__TO BE DONE__
Could you write out the records below exactly as they appear?

(Point annotation dataset records)
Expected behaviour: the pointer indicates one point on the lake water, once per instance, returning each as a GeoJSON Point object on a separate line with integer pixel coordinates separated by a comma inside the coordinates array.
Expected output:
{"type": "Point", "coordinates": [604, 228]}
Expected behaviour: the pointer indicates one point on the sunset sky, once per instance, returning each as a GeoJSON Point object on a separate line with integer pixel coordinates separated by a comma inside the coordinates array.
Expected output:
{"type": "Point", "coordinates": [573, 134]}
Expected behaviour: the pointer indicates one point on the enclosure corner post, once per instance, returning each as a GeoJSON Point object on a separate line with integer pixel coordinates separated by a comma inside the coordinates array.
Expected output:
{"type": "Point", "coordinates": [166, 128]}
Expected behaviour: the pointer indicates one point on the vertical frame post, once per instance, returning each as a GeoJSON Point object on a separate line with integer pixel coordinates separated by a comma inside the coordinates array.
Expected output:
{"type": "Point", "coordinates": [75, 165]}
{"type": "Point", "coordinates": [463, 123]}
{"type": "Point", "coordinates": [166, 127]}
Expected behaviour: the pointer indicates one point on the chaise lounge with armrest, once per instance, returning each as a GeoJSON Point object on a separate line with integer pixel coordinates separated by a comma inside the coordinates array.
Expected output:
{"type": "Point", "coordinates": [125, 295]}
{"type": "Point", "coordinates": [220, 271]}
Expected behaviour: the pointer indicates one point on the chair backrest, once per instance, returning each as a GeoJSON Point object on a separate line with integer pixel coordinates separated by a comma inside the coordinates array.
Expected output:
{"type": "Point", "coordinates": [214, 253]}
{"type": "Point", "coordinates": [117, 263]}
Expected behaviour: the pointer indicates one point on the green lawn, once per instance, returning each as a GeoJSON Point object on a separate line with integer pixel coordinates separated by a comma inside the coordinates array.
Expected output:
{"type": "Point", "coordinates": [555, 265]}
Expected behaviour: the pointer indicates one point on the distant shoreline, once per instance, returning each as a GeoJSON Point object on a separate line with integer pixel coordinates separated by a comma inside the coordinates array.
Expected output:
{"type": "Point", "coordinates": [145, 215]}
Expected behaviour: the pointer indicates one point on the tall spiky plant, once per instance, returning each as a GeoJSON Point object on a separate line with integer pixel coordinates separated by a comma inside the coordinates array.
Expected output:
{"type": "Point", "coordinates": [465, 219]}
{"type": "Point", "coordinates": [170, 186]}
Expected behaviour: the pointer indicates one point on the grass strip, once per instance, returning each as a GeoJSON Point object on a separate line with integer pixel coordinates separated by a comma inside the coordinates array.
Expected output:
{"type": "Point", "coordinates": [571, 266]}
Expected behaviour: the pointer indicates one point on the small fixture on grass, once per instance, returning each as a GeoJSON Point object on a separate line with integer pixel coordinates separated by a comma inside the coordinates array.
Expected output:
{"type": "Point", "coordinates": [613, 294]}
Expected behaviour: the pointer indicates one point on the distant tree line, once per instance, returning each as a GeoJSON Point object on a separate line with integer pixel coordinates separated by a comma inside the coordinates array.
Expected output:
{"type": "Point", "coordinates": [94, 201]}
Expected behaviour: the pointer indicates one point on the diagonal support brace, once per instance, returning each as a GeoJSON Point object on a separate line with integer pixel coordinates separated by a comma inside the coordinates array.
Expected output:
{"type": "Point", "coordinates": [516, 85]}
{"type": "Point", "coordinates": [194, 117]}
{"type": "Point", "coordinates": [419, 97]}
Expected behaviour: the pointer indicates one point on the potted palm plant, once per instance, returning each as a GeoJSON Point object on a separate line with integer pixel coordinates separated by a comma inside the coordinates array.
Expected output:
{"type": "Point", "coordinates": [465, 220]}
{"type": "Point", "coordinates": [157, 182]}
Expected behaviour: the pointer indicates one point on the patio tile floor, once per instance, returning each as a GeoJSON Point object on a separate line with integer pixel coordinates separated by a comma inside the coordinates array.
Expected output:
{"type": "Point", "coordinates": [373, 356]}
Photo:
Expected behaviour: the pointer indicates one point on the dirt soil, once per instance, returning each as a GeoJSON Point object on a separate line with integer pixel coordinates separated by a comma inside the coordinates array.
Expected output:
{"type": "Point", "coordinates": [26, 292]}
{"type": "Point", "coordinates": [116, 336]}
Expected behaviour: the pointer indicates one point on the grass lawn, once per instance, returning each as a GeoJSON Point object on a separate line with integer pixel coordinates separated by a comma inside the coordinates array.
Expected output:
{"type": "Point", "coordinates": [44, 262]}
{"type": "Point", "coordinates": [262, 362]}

__RESULT OF THE TASK__
Expected behaviour: the pointer indicates one point on the lake water, once per instance, returning each as a GeoJSON Point object on a separate line with integer pixel coordinates separated by a comma inside the coordinates array.
Expected output:
{"type": "Point", "coordinates": [604, 228]}
Expected behaviour: the pointer indicates one point on the sunset sky, once per instance, returning each as a GeoJSON Point object on a separate line with integer pixel coordinates separated by a comma inside the coordinates array.
Expected output:
{"type": "Point", "coordinates": [573, 134]}
Expected behaviour: the pointer indicates one point on the enclosure corner post, once per instance, returning each as a GeoJSON Point object on a separate line with integer pixel coordinates separated by a comma inside the coordinates array.
Expected output:
{"type": "Point", "coordinates": [166, 128]}
Expected behaviour: the pointer indicates one point on the vertical frame post, once per instance, returning each as a GeoJSON Point object on a separate line with integer pixel coordinates separated by a comma inside the coordinates array.
Expected output:
{"type": "Point", "coordinates": [75, 165]}
{"type": "Point", "coordinates": [463, 123]}
{"type": "Point", "coordinates": [166, 127]}
Expected behaviour: the pointer indicates one point on the chaise lounge with armrest, once per instance, returning each as a GeoJSON Point object on a separate line with integer pixel coordinates separated by a comma inside the coordinates array.
Expected output:
{"type": "Point", "coordinates": [125, 295]}
{"type": "Point", "coordinates": [220, 271]}
Expected behaviour: the pointer indicates one point on the chair backrest, once per instance, returning each as a GeoJSON Point object on a separate line with integer pixel coordinates separated by a comma inside the coordinates array.
Expected output:
{"type": "Point", "coordinates": [214, 253]}
{"type": "Point", "coordinates": [117, 263]}
Expected behaviour: the pointer indicates one point on the green lawn, once per instance, returning each as a GeoJSON Point object on a separate line with integer pixel coordinates separated by a comma inside the coordinates array.
Expected output:
{"type": "Point", "coordinates": [555, 265]}
Expected behaviour: the pointer indicates one point on the distant shoreline, once per instance, returning each as a GeoJSON Point object on a separate line with integer pixel coordinates separated by a comma inside the coordinates array.
Expected output:
{"type": "Point", "coordinates": [145, 215]}
Expected behaviour: the pointer indicates one point on the tall spiky plant, once per instance, returning each as a GeoJSON Point object on a separate line with integer pixel coordinates separated by a comma inside the coordinates array.
Expected output:
{"type": "Point", "coordinates": [465, 219]}
{"type": "Point", "coordinates": [170, 186]}
Expected behaviour: the pointer indicates one point on the grass strip, once per instance, returning each as a GeoJSON Point object on a separate line with integer pixel coordinates separated by a comma inside the coordinates array.
Expected output:
{"type": "Point", "coordinates": [571, 266]}
Expected behaviour: the pointer indicates one point on the small fixture on grass, once per instance, returning each as a GeoJSON Point object on a separate line with integer pixel coordinates separated by a comma inside the coordinates array.
Expected output:
{"type": "Point", "coordinates": [613, 294]}
Expected behaviour: the pointer indicates one point on the distant tree line, once per instance, returning each as a GeoJSON Point object on a separate line with integer pixel coordinates separated by a comma inside the coordinates array.
Expected output:
{"type": "Point", "coordinates": [94, 201]}
Expected behaviour: the pointer indicates one point on the diagonal support brace, once per instance, returning each as a GeoJSON Point object on a separate line with integer pixel coordinates separated by a comma inside the coordinates array.
Expected output:
{"type": "Point", "coordinates": [516, 85]}
{"type": "Point", "coordinates": [194, 117]}
{"type": "Point", "coordinates": [419, 97]}
Expected behaviour: the pointer indicates one point on the potted palm plant, once per instance, returning each as a GeoJSON Point object on a separate line with integer pixel coordinates separated by a comma inside the coordinates array.
Expected output:
{"type": "Point", "coordinates": [465, 220]}
{"type": "Point", "coordinates": [157, 182]}
Expected behaviour: the pointer indicates one point on the patio tile floor, once per instance, returning each as a GeoJSON Point object on a separate line with integer pixel coordinates separated by a comma inside the coordinates array.
Expected output:
{"type": "Point", "coordinates": [373, 356]}
Photo:
Expected behaviour: the pointer indicates one point on the dirt soil, once per instance, returning each as a GeoJSON Point object on a separate line with integer pixel coordinates separated by a comma inside the coordinates array.
Expected output:
{"type": "Point", "coordinates": [26, 292]}
{"type": "Point", "coordinates": [116, 336]}
Expected behaviour: the pointer indicates one point on the grass lawn, once per instance, returning each as a GeoJSON Point object on a separate line with integer pixel coordinates separated by a comma inside the coordinates array.
Expected output:
{"type": "Point", "coordinates": [44, 262]}
{"type": "Point", "coordinates": [262, 362]}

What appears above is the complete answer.